• **Stated goal**: Replace "foamy" with "frothy" in the data, starting at its first line and ending at the line containing "column 224, row 233". Reproduce those lines with nothing else changed, and omit the pictures.

>> begin Supplied entries

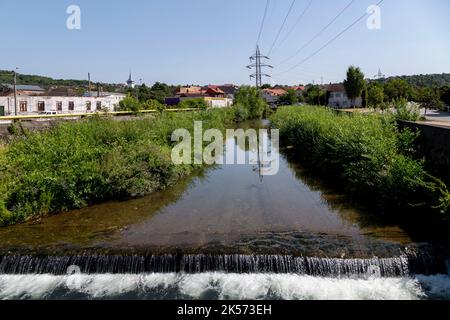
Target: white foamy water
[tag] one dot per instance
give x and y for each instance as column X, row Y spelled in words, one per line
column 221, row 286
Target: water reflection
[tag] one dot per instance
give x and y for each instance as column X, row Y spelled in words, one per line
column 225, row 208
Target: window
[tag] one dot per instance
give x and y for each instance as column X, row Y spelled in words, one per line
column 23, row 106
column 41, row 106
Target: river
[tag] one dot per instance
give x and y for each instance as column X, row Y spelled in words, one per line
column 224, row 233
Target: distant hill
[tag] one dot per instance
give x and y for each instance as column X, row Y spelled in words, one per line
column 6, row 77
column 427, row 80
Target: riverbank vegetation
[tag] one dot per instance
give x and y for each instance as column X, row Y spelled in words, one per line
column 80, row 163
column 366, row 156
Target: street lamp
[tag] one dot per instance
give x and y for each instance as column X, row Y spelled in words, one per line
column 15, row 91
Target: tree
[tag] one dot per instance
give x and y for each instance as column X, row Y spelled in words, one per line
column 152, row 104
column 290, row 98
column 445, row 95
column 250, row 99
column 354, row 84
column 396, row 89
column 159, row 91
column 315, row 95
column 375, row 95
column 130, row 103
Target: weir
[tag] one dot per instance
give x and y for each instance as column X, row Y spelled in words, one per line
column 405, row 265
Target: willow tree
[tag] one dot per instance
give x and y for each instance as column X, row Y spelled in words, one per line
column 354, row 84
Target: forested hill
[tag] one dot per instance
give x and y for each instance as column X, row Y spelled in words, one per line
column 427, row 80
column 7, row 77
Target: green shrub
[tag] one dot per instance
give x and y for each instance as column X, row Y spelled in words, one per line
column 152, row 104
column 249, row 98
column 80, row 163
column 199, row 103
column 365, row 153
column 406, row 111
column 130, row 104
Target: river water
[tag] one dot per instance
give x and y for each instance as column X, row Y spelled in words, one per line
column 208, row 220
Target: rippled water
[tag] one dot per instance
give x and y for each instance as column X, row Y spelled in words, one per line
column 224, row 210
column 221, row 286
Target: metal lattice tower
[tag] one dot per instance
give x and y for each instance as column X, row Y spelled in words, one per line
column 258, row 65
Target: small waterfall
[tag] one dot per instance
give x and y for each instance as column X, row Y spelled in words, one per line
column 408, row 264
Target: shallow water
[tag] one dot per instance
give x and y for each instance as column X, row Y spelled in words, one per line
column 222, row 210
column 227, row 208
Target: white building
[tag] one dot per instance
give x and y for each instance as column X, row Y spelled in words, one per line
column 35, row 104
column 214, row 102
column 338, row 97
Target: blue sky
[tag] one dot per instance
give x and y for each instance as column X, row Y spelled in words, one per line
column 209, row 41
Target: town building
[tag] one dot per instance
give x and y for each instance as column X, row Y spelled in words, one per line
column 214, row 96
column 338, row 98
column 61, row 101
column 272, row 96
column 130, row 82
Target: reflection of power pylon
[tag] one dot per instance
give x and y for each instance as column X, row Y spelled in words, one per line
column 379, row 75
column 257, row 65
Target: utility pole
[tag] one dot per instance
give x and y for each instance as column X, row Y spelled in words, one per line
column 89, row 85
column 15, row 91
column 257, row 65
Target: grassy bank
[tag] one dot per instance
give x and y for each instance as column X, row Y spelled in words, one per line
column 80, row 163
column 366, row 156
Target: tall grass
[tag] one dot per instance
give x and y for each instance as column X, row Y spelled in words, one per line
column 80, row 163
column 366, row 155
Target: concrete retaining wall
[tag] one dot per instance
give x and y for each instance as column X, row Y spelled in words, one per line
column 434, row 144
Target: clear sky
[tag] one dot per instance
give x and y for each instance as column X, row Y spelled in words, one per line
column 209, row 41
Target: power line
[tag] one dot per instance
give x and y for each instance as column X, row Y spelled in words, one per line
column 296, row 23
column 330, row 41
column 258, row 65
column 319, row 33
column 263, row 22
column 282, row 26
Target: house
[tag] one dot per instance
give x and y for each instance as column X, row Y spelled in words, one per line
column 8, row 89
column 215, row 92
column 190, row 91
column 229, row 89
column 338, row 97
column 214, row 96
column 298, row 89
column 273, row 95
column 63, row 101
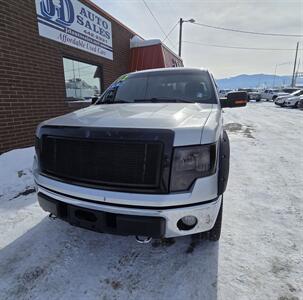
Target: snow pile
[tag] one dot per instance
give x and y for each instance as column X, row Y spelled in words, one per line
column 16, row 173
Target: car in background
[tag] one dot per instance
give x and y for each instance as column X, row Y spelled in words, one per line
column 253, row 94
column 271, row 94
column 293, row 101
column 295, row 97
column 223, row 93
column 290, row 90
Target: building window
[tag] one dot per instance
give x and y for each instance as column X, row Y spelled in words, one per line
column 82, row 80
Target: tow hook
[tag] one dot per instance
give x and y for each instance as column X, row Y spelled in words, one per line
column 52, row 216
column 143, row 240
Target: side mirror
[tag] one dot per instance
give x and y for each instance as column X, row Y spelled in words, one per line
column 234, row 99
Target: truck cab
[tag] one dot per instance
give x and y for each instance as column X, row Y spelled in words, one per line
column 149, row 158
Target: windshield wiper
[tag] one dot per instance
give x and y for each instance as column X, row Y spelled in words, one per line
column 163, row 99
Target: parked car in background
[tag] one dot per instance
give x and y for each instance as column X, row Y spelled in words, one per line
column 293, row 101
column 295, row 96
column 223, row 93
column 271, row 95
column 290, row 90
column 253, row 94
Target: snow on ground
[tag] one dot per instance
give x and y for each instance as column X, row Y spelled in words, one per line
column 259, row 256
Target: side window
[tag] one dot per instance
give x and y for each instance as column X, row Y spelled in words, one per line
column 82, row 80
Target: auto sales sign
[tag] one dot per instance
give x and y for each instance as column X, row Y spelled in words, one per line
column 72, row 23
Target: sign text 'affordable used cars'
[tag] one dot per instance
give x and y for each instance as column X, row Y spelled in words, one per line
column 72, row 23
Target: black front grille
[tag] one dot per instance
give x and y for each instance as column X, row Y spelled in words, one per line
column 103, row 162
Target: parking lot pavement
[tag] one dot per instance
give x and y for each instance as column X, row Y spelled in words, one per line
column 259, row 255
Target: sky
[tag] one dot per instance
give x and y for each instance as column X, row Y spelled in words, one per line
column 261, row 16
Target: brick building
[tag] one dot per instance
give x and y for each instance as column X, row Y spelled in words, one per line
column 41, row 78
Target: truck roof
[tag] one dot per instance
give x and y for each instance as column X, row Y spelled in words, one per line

>> end Supplied entries

• **Answer**:
Target: white frothy water
[tag] one dot per instance
give x and y for each instance as column X, row Y spelled in words, one per line
column 221, row 286
Target: water reflection
[tag] one dot per instance
give x and y for each instance as column X, row Y spelled in words, one per line
column 225, row 208
Target: window
[tag] one dot per instance
give x and y for each instance as column X, row Y spelled in words, one per line
column 23, row 106
column 41, row 106
Target: river
[tag] one dot per instance
give x and y for each instance as column X, row Y spelled in words, one per line
column 224, row 233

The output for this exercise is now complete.